Materials provided:
'''

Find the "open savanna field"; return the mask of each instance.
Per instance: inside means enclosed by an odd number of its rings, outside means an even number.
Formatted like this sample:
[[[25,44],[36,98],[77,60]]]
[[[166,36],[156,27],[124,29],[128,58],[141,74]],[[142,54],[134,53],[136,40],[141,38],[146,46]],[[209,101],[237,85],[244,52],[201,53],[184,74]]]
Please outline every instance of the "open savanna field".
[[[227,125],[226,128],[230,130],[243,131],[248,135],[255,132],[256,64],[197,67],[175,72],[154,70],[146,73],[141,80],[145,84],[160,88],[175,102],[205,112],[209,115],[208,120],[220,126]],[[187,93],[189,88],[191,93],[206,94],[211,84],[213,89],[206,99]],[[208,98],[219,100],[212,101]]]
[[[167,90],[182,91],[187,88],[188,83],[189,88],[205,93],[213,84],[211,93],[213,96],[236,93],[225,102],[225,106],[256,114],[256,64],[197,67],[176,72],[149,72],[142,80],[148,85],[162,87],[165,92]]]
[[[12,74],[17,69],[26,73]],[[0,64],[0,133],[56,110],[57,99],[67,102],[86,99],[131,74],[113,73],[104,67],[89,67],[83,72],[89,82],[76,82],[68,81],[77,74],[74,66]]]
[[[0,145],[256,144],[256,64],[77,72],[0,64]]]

'''

Task to complete:
Present the lines above as a Markdown table with the columns Row and Line, numbering each row and omitting any blank lines.

Reply:
| Row | Line |
|---|---|
| 1 | Find the "open savanna field"; return the mask of each instance. |
| 2 | Per instance: inside means enclosed by an odd number of its rings, outside means an even number. |
| 3 | Formatted like this sample: |
| 4 | [[[25,44],[36,98],[77,60]]] |
| 5 | [[[166,36],[156,27],[124,29],[128,58],[141,74]],[[142,54],[134,53],[136,40],[141,38],[146,46]],[[209,101],[237,85],[244,52],[201,53],[184,74]]] |
| 6 | Please outline every instance of the "open savanna field". |
| 7 | [[[227,125],[226,128],[230,130],[243,131],[248,135],[255,132],[256,64],[197,67],[175,72],[154,70],[146,73],[141,80],[145,84],[160,88],[175,102],[205,112],[209,115],[208,120],[220,126]],[[187,93],[189,88],[191,93],[206,94],[211,84],[213,89],[206,99]],[[208,98],[219,100],[212,101]]] |
| 8 | [[[167,90],[182,91],[187,88],[188,83],[189,88],[205,93],[213,84],[211,93],[213,96],[236,93],[225,102],[225,106],[256,114],[256,64],[197,67],[176,72],[149,72],[142,80],[148,85],[162,87],[165,92]]] |
| 9 | [[[12,74],[17,69],[26,73]],[[0,64],[0,133],[56,110],[57,99],[67,102],[86,99],[131,74],[113,73],[104,67],[89,67],[83,72],[89,82],[76,82],[68,81],[77,74],[74,66]]] |
| 10 | [[[0,145],[256,144],[256,64],[77,72],[0,64]]] |